Short problem. Copy each of the following lines word for word, with nothing changed.
— start of Input material —
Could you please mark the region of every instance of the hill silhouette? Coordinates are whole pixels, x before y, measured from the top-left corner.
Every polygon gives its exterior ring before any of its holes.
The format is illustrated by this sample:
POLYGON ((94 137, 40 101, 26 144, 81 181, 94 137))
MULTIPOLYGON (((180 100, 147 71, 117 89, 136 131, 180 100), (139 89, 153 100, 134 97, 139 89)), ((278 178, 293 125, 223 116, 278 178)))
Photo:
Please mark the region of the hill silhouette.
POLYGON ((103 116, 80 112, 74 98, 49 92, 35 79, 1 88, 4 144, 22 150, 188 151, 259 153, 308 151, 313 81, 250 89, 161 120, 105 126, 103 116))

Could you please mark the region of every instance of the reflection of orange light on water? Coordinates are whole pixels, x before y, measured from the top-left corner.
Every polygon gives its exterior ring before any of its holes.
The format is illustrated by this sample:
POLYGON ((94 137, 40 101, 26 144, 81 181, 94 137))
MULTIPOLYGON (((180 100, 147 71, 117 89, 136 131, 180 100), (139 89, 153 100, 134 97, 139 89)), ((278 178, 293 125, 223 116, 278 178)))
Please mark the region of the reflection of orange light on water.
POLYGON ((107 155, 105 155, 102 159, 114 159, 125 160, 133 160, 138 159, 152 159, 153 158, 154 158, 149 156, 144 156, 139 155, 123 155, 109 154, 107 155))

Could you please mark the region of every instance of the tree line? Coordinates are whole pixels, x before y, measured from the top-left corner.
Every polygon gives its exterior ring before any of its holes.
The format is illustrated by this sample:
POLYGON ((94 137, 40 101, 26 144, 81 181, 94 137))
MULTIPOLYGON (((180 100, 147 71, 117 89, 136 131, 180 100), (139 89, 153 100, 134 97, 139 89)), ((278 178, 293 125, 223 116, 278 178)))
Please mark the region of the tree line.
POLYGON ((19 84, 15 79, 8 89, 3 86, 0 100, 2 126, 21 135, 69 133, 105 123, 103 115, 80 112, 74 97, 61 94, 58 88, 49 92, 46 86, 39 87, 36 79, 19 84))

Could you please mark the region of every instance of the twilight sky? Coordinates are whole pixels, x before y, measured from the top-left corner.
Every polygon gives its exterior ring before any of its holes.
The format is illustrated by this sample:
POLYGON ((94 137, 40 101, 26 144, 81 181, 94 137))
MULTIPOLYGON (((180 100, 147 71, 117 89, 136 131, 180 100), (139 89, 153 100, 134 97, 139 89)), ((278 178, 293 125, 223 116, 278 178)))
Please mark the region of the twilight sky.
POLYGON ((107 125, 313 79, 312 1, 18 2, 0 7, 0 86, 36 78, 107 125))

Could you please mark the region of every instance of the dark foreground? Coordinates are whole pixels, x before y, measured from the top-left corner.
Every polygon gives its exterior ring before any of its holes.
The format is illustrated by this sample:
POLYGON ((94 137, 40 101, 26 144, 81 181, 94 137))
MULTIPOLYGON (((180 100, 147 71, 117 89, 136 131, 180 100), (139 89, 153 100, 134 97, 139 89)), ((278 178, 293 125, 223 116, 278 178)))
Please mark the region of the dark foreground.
— end of Input material —
Final result.
Could you please mark the region of every instance of the hill silhouette? Coordinates are whole pixels, x before y, measured from the top-left corner.
Every polygon gives its exterior ring before any of its holes.
The format is illustrated by this sample:
POLYGON ((94 137, 40 101, 26 144, 81 181, 94 137))
MULTIPOLYGON (((180 100, 147 71, 117 89, 136 131, 180 100), (139 89, 153 100, 134 97, 139 89)), ((278 178, 293 125, 223 116, 278 178)))
Photo:
Please mark the region of the hill silhouette.
POLYGON ((103 116, 80 112, 74 98, 49 92, 35 79, 1 88, 4 144, 22 150, 188 151, 259 153, 308 151, 313 81, 250 89, 161 120, 105 126, 103 116))

Could you please mark the region of every instance of the reflection of orange light on water? Coordinates are whole pixels, x before y, measured from the top-left corner.
Every polygon gives its exterior ring before any of its holes.
The format is illustrated by this sample:
POLYGON ((94 137, 40 101, 26 144, 81 181, 94 137))
MULTIPOLYGON (((180 100, 147 71, 117 89, 136 131, 180 100), (139 89, 153 100, 134 97, 139 89)), ((278 178, 293 125, 223 116, 278 178)))
Please mark the region of the reflection of orange light on water.
POLYGON ((107 155, 105 155, 102 159, 114 159, 125 160, 133 160, 138 159, 152 159, 153 158, 154 158, 149 156, 144 156, 139 155, 123 155, 109 154, 107 155))

Could you please mark the region of every instance of the tree line? Coordinates are whole pixels, x before y, measured from the top-left corner.
Every polygon gives its exterior ring before any of its holes.
The format is illustrated by this sample:
POLYGON ((94 137, 40 101, 26 144, 81 181, 94 137))
MULTIPOLYGON (((180 100, 147 71, 117 89, 136 131, 180 100), (139 89, 153 100, 134 97, 139 89)), ((278 178, 293 125, 223 116, 278 178)))
Please mark the region of the tree line.
POLYGON ((19 84, 15 79, 8 89, 3 86, 0 100, 2 126, 21 135, 69 133, 105 123, 103 115, 80 112, 74 97, 61 94, 58 88, 49 92, 46 86, 39 87, 36 79, 19 84))

Could you please mark the region of every instance of the twilight sky? Coordinates are whole pixels, x before y, measured from the top-left corner.
Every polygon gives its exterior ring before any of its holes.
The format is illustrated by this sample:
POLYGON ((94 137, 40 101, 26 144, 81 181, 94 137))
MULTIPOLYGON (((180 100, 147 71, 117 89, 136 131, 180 100), (139 89, 153 100, 134 97, 139 89)), ((278 178, 293 125, 223 116, 278 178)))
Please mark the region of the twilight sky.
POLYGON ((107 125, 313 79, 312 1, 18 2, 0 7, 0 86, 36 78, 107 125))

Could you please mark the region of every instance of the dark foreground? Coordinates are whole pixels, x before y, measured from the top-left corner.
Every polygon gives its exterior ring before any of its holes.
The format is illustrated by this sample:
POLYGON ((94 137, 40 101, 26 144, 81 181, 94 137))
MULTIPOLYGON (((180 100, 147 71, 117 89, 136 131, 180 100), (139 89, 153 100, 134 97, 139 89)), ((278 178, 293 125, 223 116, 278 178)))
Please mark the region of the dark foreground.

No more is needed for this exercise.